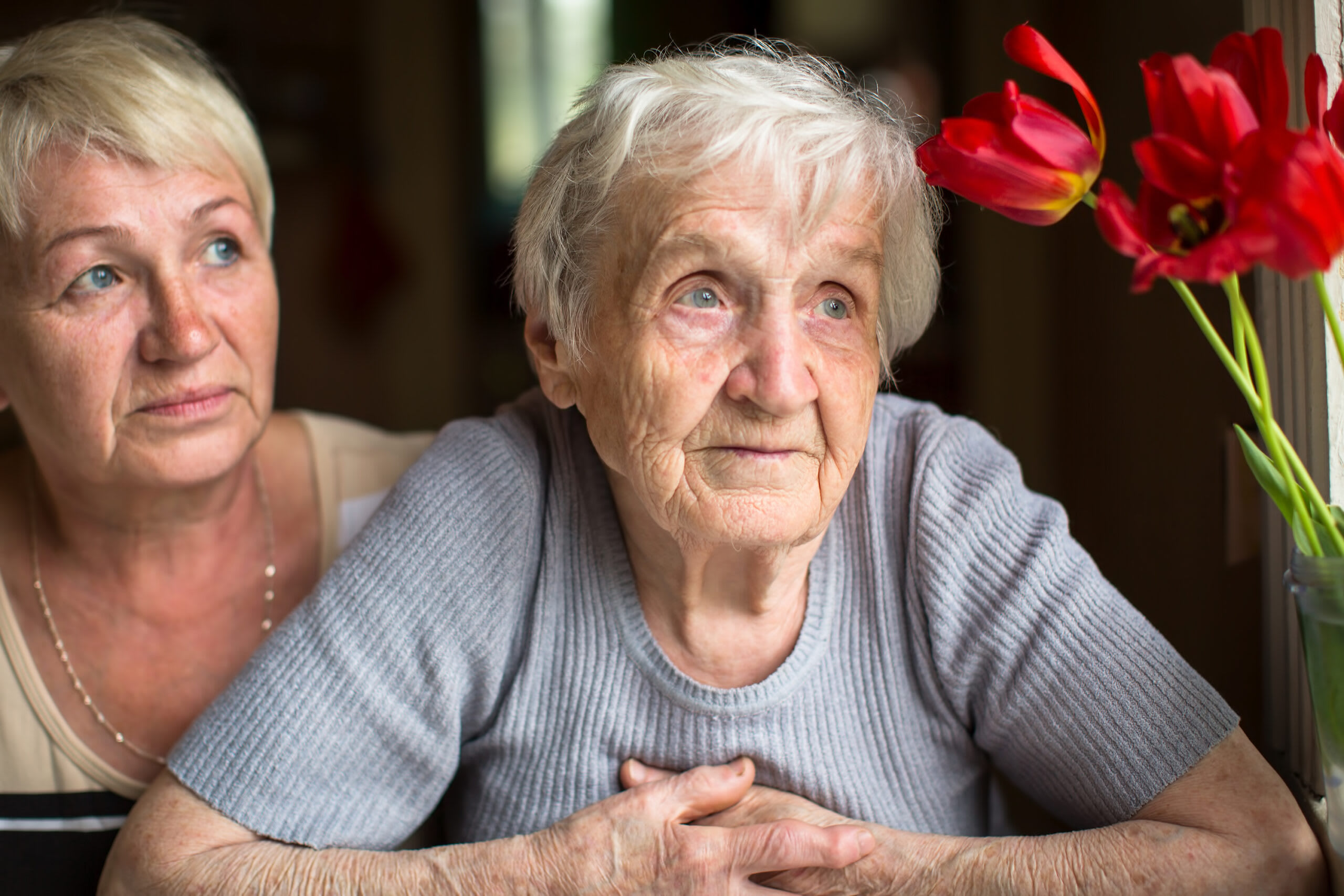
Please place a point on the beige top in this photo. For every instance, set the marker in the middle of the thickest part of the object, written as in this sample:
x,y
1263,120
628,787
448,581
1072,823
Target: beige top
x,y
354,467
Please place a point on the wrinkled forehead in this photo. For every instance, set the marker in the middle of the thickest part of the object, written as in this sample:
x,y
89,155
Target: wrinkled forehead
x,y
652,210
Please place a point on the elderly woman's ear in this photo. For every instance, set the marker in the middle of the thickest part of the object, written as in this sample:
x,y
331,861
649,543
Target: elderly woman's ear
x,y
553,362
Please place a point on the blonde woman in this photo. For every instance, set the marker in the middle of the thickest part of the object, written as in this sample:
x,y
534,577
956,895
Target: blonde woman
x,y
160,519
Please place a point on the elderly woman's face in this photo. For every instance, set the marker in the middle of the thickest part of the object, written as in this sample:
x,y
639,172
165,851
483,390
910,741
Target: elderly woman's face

===============

* _Your instructions_
Everything in the data must be printed verbatim except the pictures.

* _Written answer_
Please place a point on the beige top in this photo. For every instance, set the marker in the middle of the thickest part of the object, written as in this sample:
x,y
1263,120
628,787
448,581
1072,823
Target: beige top
x,y
354,467
Please place a point on the wrinkled forehead in this photo. For every instance, set the marker in the middle of the thickest part of the object, written as in this sample:
x,y
89,155
Target: wrinkled forehead
x,y
652,210
Please place a point on the elderly woman's ear in this photo. For every instance, set the marker in the middle of the thickest part of the object, written as in this sample:
x,y
331,861
649,543
Target: elderly woman's ear
x,y
553,362
Please place a point on the blonde woman in this photo. For every instance, set the marker in the middle of the thickest part of the object, written as in this sample:
x,y
534,577
956,895
Target: blonde woman
x,y
160,519
Please place a point on the elderly woman's face in this photo. For every instance, set the marker in the middle of the thickest part of the object, written as in this sample:
x,y
639,172
165,851
483,390
910,741
Target: elderly woman's face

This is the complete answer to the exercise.